Source material.
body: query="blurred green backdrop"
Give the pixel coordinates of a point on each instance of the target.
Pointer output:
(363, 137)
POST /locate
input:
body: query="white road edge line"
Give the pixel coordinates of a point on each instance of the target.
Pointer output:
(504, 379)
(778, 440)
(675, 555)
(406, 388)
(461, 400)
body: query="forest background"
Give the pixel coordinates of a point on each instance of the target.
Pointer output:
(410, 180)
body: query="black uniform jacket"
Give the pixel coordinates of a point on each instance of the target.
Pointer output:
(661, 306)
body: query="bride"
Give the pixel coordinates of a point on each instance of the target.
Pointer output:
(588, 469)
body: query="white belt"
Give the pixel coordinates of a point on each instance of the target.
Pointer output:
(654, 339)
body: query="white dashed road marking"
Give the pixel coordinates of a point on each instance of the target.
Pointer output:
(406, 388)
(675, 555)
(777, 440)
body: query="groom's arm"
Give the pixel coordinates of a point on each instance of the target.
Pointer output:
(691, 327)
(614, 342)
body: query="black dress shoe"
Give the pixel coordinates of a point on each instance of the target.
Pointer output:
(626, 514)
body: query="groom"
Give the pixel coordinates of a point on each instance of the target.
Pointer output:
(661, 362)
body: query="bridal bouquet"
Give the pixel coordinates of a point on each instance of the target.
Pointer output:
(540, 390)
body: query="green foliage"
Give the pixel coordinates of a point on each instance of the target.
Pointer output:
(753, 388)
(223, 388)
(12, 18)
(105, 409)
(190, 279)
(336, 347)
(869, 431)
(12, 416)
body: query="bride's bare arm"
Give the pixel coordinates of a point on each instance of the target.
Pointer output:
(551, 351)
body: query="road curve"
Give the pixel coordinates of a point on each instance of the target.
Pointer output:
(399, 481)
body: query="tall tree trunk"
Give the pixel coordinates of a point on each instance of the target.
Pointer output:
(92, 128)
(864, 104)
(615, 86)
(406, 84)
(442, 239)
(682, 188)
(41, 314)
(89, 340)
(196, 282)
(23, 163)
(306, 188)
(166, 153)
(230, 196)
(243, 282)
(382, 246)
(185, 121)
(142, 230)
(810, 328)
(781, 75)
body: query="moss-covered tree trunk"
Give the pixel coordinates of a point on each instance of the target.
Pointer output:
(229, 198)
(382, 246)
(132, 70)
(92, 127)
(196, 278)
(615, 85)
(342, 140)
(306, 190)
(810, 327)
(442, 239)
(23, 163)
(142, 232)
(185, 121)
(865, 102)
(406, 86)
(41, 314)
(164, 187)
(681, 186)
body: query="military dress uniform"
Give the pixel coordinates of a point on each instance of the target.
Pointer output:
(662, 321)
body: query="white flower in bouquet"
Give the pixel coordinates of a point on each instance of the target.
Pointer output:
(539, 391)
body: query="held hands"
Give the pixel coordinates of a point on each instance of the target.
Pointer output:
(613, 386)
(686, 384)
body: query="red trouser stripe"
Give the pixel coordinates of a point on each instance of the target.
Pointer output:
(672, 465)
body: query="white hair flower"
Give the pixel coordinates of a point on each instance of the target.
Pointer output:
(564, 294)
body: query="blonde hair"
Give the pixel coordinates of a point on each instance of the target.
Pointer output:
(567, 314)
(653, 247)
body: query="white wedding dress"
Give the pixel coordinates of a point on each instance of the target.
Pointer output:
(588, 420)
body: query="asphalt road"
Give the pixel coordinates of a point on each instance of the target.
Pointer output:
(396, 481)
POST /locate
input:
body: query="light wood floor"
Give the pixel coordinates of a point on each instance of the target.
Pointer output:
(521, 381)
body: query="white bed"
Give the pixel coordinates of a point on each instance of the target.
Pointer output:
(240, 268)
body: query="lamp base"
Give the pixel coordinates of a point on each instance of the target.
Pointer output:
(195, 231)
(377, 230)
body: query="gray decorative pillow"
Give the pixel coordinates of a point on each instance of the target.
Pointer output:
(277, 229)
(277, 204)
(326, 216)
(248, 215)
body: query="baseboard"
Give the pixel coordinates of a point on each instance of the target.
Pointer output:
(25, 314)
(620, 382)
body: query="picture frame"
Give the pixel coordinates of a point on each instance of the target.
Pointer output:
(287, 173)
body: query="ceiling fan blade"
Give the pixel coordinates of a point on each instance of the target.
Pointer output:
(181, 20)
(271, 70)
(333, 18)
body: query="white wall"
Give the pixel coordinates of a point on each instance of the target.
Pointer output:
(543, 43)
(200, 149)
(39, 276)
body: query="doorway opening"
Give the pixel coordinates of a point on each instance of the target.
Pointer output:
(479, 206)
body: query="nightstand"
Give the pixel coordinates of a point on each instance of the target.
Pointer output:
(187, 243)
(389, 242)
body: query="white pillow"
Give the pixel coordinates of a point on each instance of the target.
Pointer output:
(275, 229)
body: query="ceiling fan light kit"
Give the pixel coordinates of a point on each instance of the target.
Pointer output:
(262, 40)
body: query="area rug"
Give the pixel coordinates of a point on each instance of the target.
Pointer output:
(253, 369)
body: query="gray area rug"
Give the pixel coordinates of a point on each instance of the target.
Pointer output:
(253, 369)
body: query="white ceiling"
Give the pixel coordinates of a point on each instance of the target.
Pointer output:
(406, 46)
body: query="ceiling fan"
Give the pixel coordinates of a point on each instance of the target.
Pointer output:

Exercise. Each line above that contains the string "flower" should be identified and copied.

Answer box.
body: query="white flower in bouquet"
body: query="white hair flower"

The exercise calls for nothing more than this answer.